• What to work on:
Rewrite all of the rows below, changing "one point per instance" to "a single point per instance" and keeping everything else identical. Leave the pictures out of your answer.

• Excerpted records:

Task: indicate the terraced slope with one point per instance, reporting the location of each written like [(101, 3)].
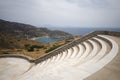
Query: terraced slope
[(96, 56)]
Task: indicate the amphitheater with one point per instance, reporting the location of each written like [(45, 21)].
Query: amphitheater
[(95, 56)]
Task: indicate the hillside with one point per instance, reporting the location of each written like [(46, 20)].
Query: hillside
[(29, 31), (15, 38)]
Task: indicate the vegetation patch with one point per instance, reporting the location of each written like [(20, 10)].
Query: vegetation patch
[(30, 48)]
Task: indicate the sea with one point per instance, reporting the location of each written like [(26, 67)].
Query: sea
[(74, 31), (47, 40), (83, 31)]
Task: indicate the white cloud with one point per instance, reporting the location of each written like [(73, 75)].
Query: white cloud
[(62, 12)]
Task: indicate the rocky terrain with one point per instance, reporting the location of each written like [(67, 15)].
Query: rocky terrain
[(15, 38)]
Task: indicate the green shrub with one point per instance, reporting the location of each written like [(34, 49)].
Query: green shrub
[(30, 48), (52, 48)]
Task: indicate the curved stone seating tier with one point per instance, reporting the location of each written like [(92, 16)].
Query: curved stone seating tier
[(95, 56)]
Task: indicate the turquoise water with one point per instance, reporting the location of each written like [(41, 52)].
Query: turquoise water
[(47, 40)]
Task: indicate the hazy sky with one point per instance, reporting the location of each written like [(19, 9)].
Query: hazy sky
[(74, 13)]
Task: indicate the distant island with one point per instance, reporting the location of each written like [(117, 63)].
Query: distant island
[(16, 38)]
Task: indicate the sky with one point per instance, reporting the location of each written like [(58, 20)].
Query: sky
[(61, 13)]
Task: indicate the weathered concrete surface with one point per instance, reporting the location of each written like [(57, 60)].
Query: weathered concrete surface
[(95, 58)]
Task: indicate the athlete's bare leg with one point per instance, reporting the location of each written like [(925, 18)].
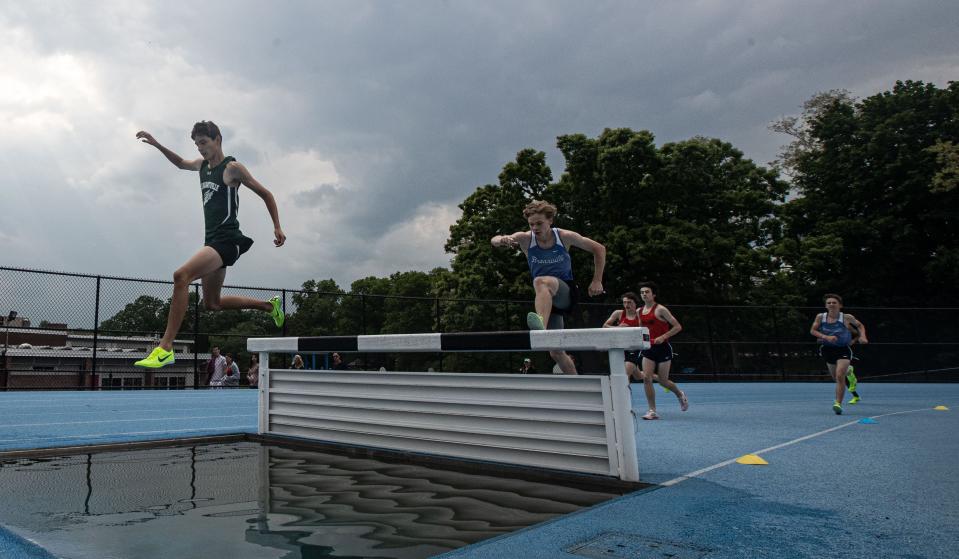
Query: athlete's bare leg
[(546, 288), (205, 261)]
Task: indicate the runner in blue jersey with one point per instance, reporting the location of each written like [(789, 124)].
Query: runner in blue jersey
[(550, 266), (837, 331), (220, 181)]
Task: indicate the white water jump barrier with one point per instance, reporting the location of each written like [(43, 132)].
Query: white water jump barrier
[(581, 424)]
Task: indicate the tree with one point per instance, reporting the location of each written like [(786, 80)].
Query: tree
[(146, 314), (695, 216), (874, 217), (317, 309)]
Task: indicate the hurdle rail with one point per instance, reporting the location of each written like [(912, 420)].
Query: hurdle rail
[(581, 424)]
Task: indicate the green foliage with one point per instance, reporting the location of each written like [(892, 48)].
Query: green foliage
[(144, 315), (875, 215)]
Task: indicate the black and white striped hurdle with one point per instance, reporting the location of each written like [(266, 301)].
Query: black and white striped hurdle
[(587, 339), (578, 424)]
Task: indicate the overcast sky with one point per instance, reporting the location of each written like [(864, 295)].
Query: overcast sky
[(371, 121)]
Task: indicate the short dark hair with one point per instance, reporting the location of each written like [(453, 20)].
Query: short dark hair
[(206, 128)]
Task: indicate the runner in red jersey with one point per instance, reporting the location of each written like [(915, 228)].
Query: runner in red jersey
[(658, 358), (627, 316)]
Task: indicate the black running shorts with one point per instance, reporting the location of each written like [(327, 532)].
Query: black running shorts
[(231, 250)]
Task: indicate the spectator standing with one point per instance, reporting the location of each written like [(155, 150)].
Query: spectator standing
[(216, 367)]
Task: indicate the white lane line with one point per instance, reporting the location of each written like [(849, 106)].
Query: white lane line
[(725, 463), (118, 410), (136, 420), (227, 430), (53, 402)]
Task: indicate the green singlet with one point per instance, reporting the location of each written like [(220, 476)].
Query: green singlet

• Solution for this problem:
Task: indicate the terraced slope with a single point per instance, reporting the location of each written like [(101, 3)].
Query: terraced slope
[(96, 56)]
Task: indicate the amphitheater with a single point per instance, reporting the location of each written like [(45, 21)].
Query: amphitheater
[(95, 56)]
Task: indicate the hillside with a single point per instance, reporting the location of each written like [(46, 20)].
Query: hillside
[(29, 31), (15, 38)]
Task: indicate the vegetation patch with a single point per instance, reporting the location of each written like [(20, 10)].
Query: vegetation patch
[(30, 48)]
Task: indicate the sea with a single point per instance, reporting the location of each written like [(26, 67)].
Query: sea
[(74, 31), (47, 40), (83, 31)]
Task: indicate the white cloud with a single point per instance, reporting the location of each written like [(73, 75)].
Query: white cloud
[(62, 12)]
Task: indicate the rocky terrain with a single point per instance, reporting the location of each written like [(67, 15)].
Query: rocky terrain
[(15, 38)]
Task: indicate the green shrub with a single point per instance, reporting the location of each written like [(34, 49)].
Query: green shrub
[(30, 48), (52, 48)]
Task: indicate the curved stone seating tier with a single point per instance, reporting the location of each written like [(92, 16)].
Query: curved stone seating tier
[(95, 56)]
Task: indicate the turquoise water with a single point per instance, reporting the location of each written like [(41, 52)].
Query: turquoise water
[(47, 40)]
Task: indicate the hazy sky with a single point per instance, reporting the location of each written like [(19, 9)].
Query: hazy sky
[(74, 13)]
Task: indicate the distant island with a single point per instance, reporting the location of each written like [(117, 63)].
Query: distant island
[(16, 38)]
Task: indicate the sky with a single point per instance, reporting the location of each written like [(58, 20)].
Query: sky
[(61, 13)]
Task: indicate the weathered concrete surface with a single point per instance, reporting the location of each written like [(57, 60)].
Query: weathered concrete surface
[(95, 58)]
Task: indicate the athlete's bare leg with a single point per instance, reporting the location of each written like [(925, 18)].
Query: athlete's bare leg
[(546, 288), (205, 261)]
Task: indicate the runner in blue jersey with a single point per instance, reporting the location of each written like [(789, 124)].
Query: runner in blue jersey
[(550, 266), (837, 331), (220, 181)]
Task: indicate the white water jump barrier with a single point per instance, reporting the location of each written like [(43, 132)].
Query: white water jump barrier
[(581, 424)]
Task: indicate the tree with a single point per instance, reporting the location of each written like [(786, 80)].
Query: tree
[(146, 314), (695, 216), (874, 217), (317, 309)]
Task: indicate the hurdle rail with a single point per instance, reporting the location of each written like [(912, 420)].
Query: hurdle rail
[(581, 424)]
Task: indicate the green foliage with a single point per instance, reporting the location of each written like [(892, 48)].
Query: green foliage
[(144, 315), (875, 215)]
Task: indicate the black and white striped hurdle with a single point per instance, reporting the location of each written like [(266, 301)].
Query: black and white striped hurdle
[(587, 339), (578, 424)]
Task: indicate the overcast sky with a single point per instance, reporting the location of each written like [(864, 295)].
Query: overcast sky
[(371, 121)]
Task: indicate the short dark hair with a single point per instance, reporting the location of each written like [(453, 20)].
Query: short dark hair
[(206, 128)]
Task: indicate the runner in red jersey with a single point per instance, reporting the location of each written like [(915, 228)].
Query: runner in red jersey
[(658, 358), (627, 316)]
Task: indicate the black running shorts with a single point per instance, reporting the location of each written like [(327, 532)].
Query: black running shorts
[(231, 250)]
Task: indicate the spectator standing with a single point per instance, reporting the location of each written like [(155, 150)].
Query: spectator standing
[(216, 367)]
Task: indicate the white lane line with a single point per instance, reporting the location of each written like [(849, 106)].
Query: white lane line
[(725, 463), (118, 410), (136, 420), (227, 430), (53, 402)]
Task: indicate the green singlet with a single point per instance, reporting the location of each written like [(220, 476)].
Query: green singlet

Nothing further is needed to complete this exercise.